> [PASSAGE FOR REVIEW]:

# # # # # # #

Ariane L. Peralta, Ph.D.
East Carolina University
Ariane L. Peralta, Ph.D., attended the University of Illinois at Urbana-Champaign to earn a B.S. degree in biology and chemistry and M.S. and Ph.D. degrees in ecology, evolution and conservation, with emphasis on agricultural and wetland microbial ecology. Peralta was awarded a postdoctoral fellowship from the USDA National Institute of Food and Agriculture to study the consequence of long-term cropping diversity on soil microbial community structure and disease suppression in soils, while at the Kellogg Biological Station at Michigan State University and the Department of Biology at Indiana University.

# # # # # # #

> [DATASET]:
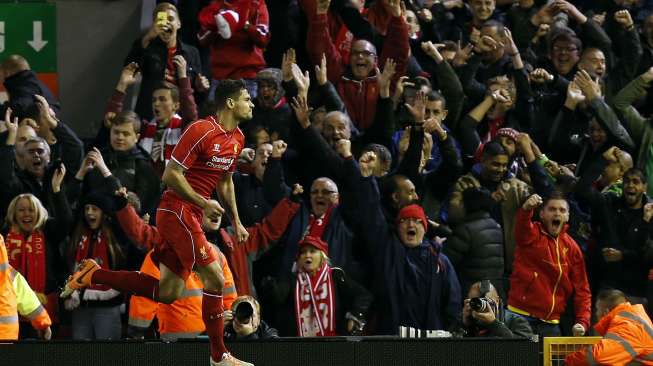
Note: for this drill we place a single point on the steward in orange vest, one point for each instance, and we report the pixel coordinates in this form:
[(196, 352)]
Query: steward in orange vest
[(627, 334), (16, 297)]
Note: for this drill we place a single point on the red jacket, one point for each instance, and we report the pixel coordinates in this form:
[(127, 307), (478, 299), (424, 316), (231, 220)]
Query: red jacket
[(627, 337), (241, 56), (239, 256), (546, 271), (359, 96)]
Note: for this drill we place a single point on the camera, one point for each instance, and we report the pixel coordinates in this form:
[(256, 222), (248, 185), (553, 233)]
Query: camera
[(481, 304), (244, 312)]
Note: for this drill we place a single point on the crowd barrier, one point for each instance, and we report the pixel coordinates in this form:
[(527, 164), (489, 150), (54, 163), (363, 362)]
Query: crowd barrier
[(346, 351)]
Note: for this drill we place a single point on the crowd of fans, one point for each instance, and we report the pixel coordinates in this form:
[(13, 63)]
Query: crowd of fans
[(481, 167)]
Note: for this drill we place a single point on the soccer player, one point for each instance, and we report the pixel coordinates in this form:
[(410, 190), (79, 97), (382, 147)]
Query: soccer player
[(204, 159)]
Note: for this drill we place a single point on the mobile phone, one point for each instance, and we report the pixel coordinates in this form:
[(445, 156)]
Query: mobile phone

# # # # # # #

> [APPLY WHAT YOU READ]:
1. Answer these questions using the profile of Ariane L. Peralta.
(a) Which institution appears on the line directly beneath her name?
(b) Which university did she attend for her B.S., M.S., and Ph.D. degrees?
(c) Which organization awarded her postdoctoral fellowship?
2. Quote the profile of Ariane L. Peralta word for word, starting at the words "East Carolina University" and stopping after "at Indiana University.".
3. Extend the profile of Ariane L. Peralta past its last sentence.

> [ANSWERS TO THE EXERCISES]:
1.
(a) East Carolina University
(b) The University of Illinois at Urbana-Champaign
(c) The USDA National Institute of Food and Agriculture

2.
East Carolina University
Ariane L. Peralta, Ph.D., attended the University of Illinois at Urbana-Champaign to earn a B.S. degree in biology and chemistry and M.S. and Ph.D. degrees in ecology, evolution and conservation, with emphasis on agricultural and wetland microbial ecology. Peralta was awarded a postdoctoral fellowship from the USDA National Institute of Food and Agriculture to study the consequence of long-term cropping diversity on soil microbial community structure and disease suppression in soils, while at the Kellogg Biological Station at Michigan State University and the Department of Biology at Indiana University.

3.
Peralta is currently an associate professor of biology at East Carolina University. Current projects examine climate change effects on plant-microbe interactions and biogeochemical processes in urban, freshwater and coastal wetlands. As a National Science Foundation CAREER awardee, Peralta’s scholar-teacher approach increases student access to research opportunities focused on applying ecological principles to address critical environmental problems that require microbiome management. Peralta was a member and then chair of the ASM Microbe Program Committee's Ecology, Evolution and Biodiversity Track. Peralta is also a member of the ASM Subcommittee on Minority Education, where she works to collaborate on current and new programming targeted to early career scholars.